# Tâche demandée 1
Convertis en CSV à deux colonnes, texte et reponse, les entrées comprises entre la ligne contenant "like [[17, 107]]." et celle contenant "[[749, 368], [13, 442]]", ces deux lignes incluses. Fais une rangée par entrée, avec son texte et sa réponse placés chacun dans un seul champ entre guillemets, les sauts de ligne remplacés par des espaces.

# Page
━━━━━━━━━━━━━━━━

Pour expliquer l’augmentation des subventions d’hydrocarbures budgétisée dans la loi des finances complémentaire, le gouvernement a donné en plus des raisons précédemment citées, une autre explication à l’augmentation du coût des hydrocarbures. Il s’agit du fait que l’Italie a diminué d’un tiers ses importations de gaz naturel à partir de l’Algérie. Cela aurait poussé l’Etat tunisien à compenser la diminution de la redevance sur le passage du gaz par l’importation de 566 kTEP de gaz en provenance d’Algérie. Donc, du coup, le gouvernement aurait été obligé d’ajouter 394 millions de dinars au budget des subventions d’énergie.

Selon le rapport de la cour des comptes l’importation de gaz naturel en provenance d’Algérie coûtait en 2010, 362$ la TEP (Tonne équivalent Pétrole). Le rapport d’exécution du budget de 2013 estime que l’Etat tunisien a importé 566 000 TEP pour un coût total de 394 millions de dinars (242 millions de US$). Le prix unitaire est donc de 427$. Le prix de l’importation aurait donc augmenté de 18% par rapport à 2010. Pourtant, comme nous le disions, les chiffres rapportés par l’INS montrent que le prix de l’unité de gaz naturel (mmbtu) pour les 6 premiers mois de 2013 (4$/mmbtu) sont plus bas que ce qu’il en était en 2010 (4,4$/mmbtu).

━━━━━━━━━━━━━━━━

# Entrées sources

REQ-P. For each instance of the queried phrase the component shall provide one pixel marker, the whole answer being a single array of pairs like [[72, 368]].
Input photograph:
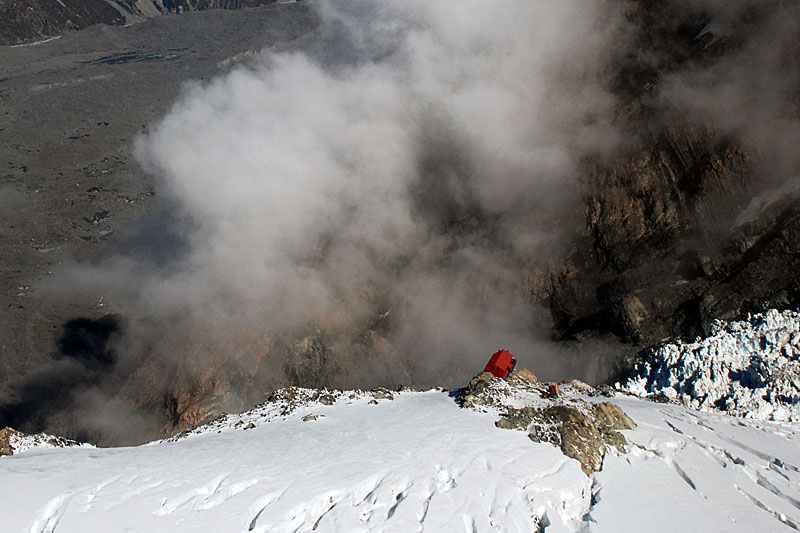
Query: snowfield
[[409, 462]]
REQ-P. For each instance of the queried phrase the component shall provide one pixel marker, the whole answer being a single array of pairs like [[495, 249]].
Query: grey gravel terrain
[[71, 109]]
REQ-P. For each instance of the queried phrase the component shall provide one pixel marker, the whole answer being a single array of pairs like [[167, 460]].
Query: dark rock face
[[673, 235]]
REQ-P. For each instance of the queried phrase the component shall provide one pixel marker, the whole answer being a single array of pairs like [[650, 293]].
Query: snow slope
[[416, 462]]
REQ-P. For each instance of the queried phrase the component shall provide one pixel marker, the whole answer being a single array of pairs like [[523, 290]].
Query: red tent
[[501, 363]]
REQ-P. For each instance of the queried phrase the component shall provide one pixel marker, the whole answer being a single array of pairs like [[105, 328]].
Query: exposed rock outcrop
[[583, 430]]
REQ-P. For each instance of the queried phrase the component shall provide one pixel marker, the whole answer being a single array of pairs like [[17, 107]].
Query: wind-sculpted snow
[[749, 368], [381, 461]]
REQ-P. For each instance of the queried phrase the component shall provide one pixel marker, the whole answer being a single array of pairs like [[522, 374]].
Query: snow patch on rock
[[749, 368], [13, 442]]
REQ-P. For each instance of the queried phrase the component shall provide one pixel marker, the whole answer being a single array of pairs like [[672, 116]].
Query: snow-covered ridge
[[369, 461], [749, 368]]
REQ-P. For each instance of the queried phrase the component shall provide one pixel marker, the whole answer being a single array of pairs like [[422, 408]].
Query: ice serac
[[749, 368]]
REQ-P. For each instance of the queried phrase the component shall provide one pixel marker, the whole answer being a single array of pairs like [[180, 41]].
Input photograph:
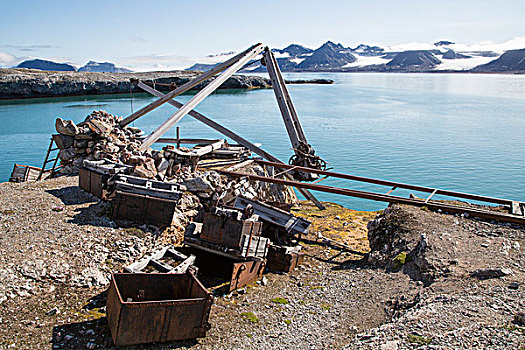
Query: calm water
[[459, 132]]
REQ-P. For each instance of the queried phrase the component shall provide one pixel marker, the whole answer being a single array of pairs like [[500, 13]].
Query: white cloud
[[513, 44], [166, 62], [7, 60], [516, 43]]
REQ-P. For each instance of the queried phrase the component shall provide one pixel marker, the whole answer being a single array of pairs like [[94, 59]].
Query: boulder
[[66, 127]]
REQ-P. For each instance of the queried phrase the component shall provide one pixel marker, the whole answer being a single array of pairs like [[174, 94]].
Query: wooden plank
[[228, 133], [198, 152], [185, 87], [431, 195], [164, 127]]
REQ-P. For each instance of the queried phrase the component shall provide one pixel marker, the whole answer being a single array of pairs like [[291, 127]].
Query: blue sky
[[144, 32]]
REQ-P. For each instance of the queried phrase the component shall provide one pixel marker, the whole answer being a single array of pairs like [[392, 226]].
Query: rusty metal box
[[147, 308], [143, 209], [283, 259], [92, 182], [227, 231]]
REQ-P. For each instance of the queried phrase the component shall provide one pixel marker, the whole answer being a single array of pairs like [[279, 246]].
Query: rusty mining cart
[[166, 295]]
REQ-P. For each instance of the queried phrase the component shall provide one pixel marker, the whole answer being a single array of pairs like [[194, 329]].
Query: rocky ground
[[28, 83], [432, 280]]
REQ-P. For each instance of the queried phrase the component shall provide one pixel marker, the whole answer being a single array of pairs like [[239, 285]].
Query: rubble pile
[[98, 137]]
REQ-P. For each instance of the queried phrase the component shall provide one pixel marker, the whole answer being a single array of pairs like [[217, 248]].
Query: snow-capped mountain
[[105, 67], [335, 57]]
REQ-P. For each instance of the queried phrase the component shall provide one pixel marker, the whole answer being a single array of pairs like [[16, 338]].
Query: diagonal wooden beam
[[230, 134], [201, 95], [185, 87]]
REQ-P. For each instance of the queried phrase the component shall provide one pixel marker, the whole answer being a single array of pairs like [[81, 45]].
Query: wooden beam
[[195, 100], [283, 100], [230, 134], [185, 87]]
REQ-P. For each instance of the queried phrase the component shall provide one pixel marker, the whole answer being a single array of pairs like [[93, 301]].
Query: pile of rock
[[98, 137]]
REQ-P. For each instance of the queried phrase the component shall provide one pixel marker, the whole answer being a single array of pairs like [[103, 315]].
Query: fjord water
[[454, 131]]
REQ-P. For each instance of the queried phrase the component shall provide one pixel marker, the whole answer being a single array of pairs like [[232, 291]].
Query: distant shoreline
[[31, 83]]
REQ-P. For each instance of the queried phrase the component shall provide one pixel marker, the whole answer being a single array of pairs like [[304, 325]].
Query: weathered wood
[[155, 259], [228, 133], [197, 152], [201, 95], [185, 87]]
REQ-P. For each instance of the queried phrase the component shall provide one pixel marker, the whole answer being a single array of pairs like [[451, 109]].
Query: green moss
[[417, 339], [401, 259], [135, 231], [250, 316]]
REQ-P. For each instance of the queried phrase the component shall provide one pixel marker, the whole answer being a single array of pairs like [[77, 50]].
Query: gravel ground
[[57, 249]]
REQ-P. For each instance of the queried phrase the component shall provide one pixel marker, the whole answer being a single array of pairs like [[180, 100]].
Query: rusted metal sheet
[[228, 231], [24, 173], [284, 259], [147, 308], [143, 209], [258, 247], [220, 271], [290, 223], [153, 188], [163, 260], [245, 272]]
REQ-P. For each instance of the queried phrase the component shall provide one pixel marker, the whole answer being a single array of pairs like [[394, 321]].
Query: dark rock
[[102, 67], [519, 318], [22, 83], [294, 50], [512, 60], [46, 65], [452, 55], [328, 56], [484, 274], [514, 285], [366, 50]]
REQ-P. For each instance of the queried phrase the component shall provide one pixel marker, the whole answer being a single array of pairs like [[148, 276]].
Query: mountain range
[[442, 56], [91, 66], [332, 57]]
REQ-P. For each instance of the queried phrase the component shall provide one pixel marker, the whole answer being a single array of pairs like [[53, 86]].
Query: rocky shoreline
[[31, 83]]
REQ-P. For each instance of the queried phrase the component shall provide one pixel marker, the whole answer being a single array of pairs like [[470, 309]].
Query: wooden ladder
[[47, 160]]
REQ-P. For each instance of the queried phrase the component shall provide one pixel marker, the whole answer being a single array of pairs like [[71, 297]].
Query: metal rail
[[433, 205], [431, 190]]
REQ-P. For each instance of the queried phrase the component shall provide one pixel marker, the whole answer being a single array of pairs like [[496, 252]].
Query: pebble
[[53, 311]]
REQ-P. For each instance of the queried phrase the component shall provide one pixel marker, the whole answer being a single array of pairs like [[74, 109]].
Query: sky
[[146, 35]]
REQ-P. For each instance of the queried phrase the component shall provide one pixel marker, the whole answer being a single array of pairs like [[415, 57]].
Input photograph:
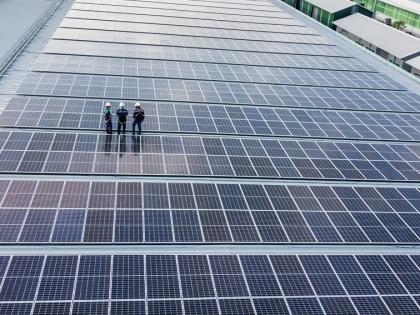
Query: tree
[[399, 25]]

━━━━━━━━━━━━━━━━

# Tâche demandée 2
Poursuis le texte sur les subventions tunisiennes aux hydrocarbures à partir de sa dernière phrase.

# Réponse à la tâche 1
texte,reponse
"REQ-P. For each instance of the queried phrase the component shall provide one pixel marker, the whole answer being a single array of pairs like [[17, 107]]. Query: wind-sculpted snow","[[749, 368], [381, 461]]"
"REQ-P. For each instance of the queried phrase the component shall provide one pixel marker, the whole answer being a single array of pairs like [[522, 374]]. Query: snow patch on rock","[[749, 368], [13, 442]]"

# Réponse à la tâche 2
Le budget de la subvention de l’énergie ne sert pas à subventionner l’énergie !

Dans les paragraphes précédents, nous avons essayé de trouver une justification à l’augmentation phénoménale qu’a connue le budget réservé à la subvention de l’énergie entre 2009 et 2013. Après avoir analysé les différents facteurs qui peuvent causer une augmentation du coût de la subvention des hydrocarbures (élévation du cours du pétrole, chute de la valeur du dinar tunisien par rapport au dollar américain, augmentation de la consommation et diminution de la redevance sur le gaz qui passe par le gazoduc Algérie-Italie), nous nous permettons de dire que les subventions de l’énergie ne sont pas vraiment utilisées pour compenser l’élévation du coût de production des hydrocarbures comme ce qui est fréquemment dit par les autorités tunisiennes et même par des institutions internationales.

A quoi sert donc la subvention à l’énergie ?

La réponse à cette question est très simple. Le budget réservé à la subvention des hydrocarbures semble être une subvention que donne l’Etat aux trois sociétés publiques dont les activités se concentrent sur le secteur de l’énergie : la STEG, l’ETAP et la STIR. Voici l’évolution de la répartition de la subvention des hydrocarbures sur ces trois entreprises sur la période 2009-2011. (Source : ministère des finances).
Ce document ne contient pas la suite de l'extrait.